** WORK INSTRUCTIONS **
Using the listing, copy each whole line that features "plastic".
· · ·
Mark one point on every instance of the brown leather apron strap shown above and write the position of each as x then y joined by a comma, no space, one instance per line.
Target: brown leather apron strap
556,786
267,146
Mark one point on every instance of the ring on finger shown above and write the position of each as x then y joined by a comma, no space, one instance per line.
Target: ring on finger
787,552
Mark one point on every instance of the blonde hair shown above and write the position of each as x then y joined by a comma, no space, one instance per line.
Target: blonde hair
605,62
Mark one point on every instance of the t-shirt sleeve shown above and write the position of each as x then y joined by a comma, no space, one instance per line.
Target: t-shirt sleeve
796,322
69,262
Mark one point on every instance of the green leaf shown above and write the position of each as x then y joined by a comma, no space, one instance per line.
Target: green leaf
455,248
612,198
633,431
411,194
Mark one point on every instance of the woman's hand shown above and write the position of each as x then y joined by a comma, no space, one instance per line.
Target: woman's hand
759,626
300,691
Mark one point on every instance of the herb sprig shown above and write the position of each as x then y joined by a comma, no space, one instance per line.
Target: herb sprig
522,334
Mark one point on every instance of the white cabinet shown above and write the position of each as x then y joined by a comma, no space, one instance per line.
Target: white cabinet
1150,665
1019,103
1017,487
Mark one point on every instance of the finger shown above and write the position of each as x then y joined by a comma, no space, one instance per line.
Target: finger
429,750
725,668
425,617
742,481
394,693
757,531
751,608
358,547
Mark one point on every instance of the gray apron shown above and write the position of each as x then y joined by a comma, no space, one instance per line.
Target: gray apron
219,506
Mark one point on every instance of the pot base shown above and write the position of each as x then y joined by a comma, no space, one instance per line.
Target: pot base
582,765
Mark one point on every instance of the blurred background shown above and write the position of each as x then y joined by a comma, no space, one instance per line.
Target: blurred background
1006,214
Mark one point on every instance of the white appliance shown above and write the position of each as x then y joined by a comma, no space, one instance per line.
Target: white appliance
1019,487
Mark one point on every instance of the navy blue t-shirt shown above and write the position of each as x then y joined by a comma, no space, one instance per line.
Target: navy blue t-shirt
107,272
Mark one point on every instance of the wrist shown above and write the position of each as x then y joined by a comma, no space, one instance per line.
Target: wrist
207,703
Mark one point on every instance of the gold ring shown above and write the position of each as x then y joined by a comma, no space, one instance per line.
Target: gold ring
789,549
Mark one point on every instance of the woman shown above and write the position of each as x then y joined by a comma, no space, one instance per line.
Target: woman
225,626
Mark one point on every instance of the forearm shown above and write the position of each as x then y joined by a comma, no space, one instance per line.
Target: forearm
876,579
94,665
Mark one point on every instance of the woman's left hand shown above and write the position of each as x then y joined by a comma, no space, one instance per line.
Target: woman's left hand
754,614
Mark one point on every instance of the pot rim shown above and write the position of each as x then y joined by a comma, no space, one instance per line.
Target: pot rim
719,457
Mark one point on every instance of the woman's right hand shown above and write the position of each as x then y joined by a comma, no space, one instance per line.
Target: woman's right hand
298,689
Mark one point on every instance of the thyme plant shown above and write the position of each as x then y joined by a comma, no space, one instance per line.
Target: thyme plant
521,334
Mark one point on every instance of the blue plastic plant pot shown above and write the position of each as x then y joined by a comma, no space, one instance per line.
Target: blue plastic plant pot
· · ·
** EXERCISE OUTPUT **
Mark one point on every instance of the blue plastic plant pot shown above and write the position of each as x then y joined by a comma, no space, one instance per line.
Target: blue plastic plant pot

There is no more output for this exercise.